What the task asks>
Turn every line of the rows below into a numbered list, omitting any blank lines.

Provided material>
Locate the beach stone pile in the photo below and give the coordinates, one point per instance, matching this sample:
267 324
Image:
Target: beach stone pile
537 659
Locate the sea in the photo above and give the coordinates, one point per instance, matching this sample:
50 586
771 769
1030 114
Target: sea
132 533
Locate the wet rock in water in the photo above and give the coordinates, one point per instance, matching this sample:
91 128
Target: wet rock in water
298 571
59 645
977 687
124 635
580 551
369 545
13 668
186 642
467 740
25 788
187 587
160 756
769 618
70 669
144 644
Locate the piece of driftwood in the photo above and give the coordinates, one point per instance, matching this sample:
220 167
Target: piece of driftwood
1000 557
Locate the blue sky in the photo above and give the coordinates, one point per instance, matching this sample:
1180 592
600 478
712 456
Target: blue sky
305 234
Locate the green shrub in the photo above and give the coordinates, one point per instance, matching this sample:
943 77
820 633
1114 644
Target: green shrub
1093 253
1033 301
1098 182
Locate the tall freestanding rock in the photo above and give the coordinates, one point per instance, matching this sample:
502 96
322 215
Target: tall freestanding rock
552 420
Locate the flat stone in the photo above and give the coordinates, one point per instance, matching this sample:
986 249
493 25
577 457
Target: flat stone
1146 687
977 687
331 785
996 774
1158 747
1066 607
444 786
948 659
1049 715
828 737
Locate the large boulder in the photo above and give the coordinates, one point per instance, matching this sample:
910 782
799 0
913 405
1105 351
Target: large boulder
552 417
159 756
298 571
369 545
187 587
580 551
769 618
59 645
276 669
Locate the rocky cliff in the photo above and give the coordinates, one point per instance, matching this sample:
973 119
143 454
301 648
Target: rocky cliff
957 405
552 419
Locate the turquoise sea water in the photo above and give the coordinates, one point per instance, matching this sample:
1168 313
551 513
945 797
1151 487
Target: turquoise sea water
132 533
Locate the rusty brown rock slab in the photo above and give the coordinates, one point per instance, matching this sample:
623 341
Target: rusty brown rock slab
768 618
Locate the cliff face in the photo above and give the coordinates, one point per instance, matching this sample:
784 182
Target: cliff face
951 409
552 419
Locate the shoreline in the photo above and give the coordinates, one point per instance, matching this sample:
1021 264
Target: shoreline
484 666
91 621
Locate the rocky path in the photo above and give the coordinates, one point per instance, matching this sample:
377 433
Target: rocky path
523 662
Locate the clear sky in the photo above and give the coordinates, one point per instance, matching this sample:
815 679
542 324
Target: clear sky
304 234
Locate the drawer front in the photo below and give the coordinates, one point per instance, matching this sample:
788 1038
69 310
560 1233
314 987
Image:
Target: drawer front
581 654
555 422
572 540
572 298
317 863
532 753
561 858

Answer for this exercise>
1. Locate the beach stone pile in the photo below and give the coordinates, one point per instance, matching this sample:
2. 267 324
3. Image:
4. Target: beach stone pile
5. 537 659
6. Locate the sea in the photo above and give the coordinates, one point per instance, matching this sample:
7. 50 586
8. 771 769
9. 1030 114
10. Target: sea
11. 132 533
12. Locate the wet rock in water in the photo above and give the coordinates, one point per instance, matching this sample:
13. 91 128
14. Target: wet rock in water
15. 298 571
16. 59 645
17. 977 687
18. 124 635
19. 580 551
20. 369 545
21. 13 668
22. 186 642
23. 467 740
24. 25 788
25. 187 587
26. 160 756
27. 769 618
28. 70 669
29. 144 644
30. Locate the piece of driftwood in the photo above and give the coordinates, one point per instance, matching this sample:
31. 220 167
32. Target: piece of driftwood
33. 1000 557
34. Locate the blue sky in the photo above and give the coordinates, one point per instance, matching this sample:
35. 1180 592
36. 600 478
37. 712 456
38. Target: blue sky
39. 305 234
40. Locate the green shrub in the photo above and give the coordinates, one point per instance, matching this sample:
41. 943 77
42. 820 633
43. 1114 644
44. Target: green shrub
45. 1093 253
46. 1033 301
47. 1098 182
48. Locate the tall freestanding rock in the photo above and give the coordinates, one point per instance, matching this sample:
49. 502 96
50. 322 215
51. Target: tall freestanding rock
52. 552 420
53. Locate the flat stone in the photo above and give the coordinates, one point per instance, matching this sample:
54. 986 249
55. 493 25
56. 577 457
57. Target: flat stone
58. 1146 687
59. 977 687
60. 331 785
61. 996 774
62. 1158 747
63. 1066 607
64. 444 786
65. 948 659
66. 1049 715
67. 828 737
68. Locate the large boulder in the photo above and give the coordinates, one point per instance, matching this sample:
69. 910 782
70. 799 0
71. 913 405
72. 1105 351
73. Target: large boulder
74. 552 417
75. 159 756
76. 298 571
77. 369 545
78. 187 587
79. 580 551
80. 769 618
81. 59 645
82. 276 669
83. Locate the rocky cliff in the photo above and give the coordinates, one point per instance, matching this sample:
84. 973 119
85. 143 454
86. 301 648
87. Target: rocky cliff
88. 957 405
89. 552 419
90. Locate the turquoise sea water in the photo above and give the coordinates, one point per instance, matching this sample:
91. 1168 313
92. 551 513
93. 945 797
94. 1151 487
95. Target: turquoise sea water
96. 132 533
97. Locate the rusty brown rock slab in the photo above and give the coordinates, one point per instance, matching this sample:
98. 623 341
99. Target: rusty brown rock slab
100. 768 618
101. Locate the cliff face in the photo above and give the coordinates, one point per instance, matching this sample:
102. 784 182
103. Target: cliff face
104. 951 409
105. 552 419
106. Locate the shoreline in the photo above and give the coordinates, one point per instance, matching this sample:
107. 1021 264
108. Target: shoreline
109. 484 666
110. 91 621
111. Locate the rocky path in the photo above and give the coordinates, one point per instance, matching this sample:
112. 377 433
113. Target: rocky path
114. 523 662
115. Locate the clear sky in the photo above and give the coordinates, one point per instance, matching this sample:
116. 815 679
117. 542 324
118. Target: clear sky
119. 304 234
120. Locate the drawer front in the photo below and give the coordinates, one point per instance, matching this sample:
121. 788 1038
122. 69 310
123. 560 1233
124. 314 987
125. Image:
126. Target: drawer front
127. 581 654
128. 555 422
129. 572 540
130. 572 298
131. 317 863
132. 532 753
133. 561 858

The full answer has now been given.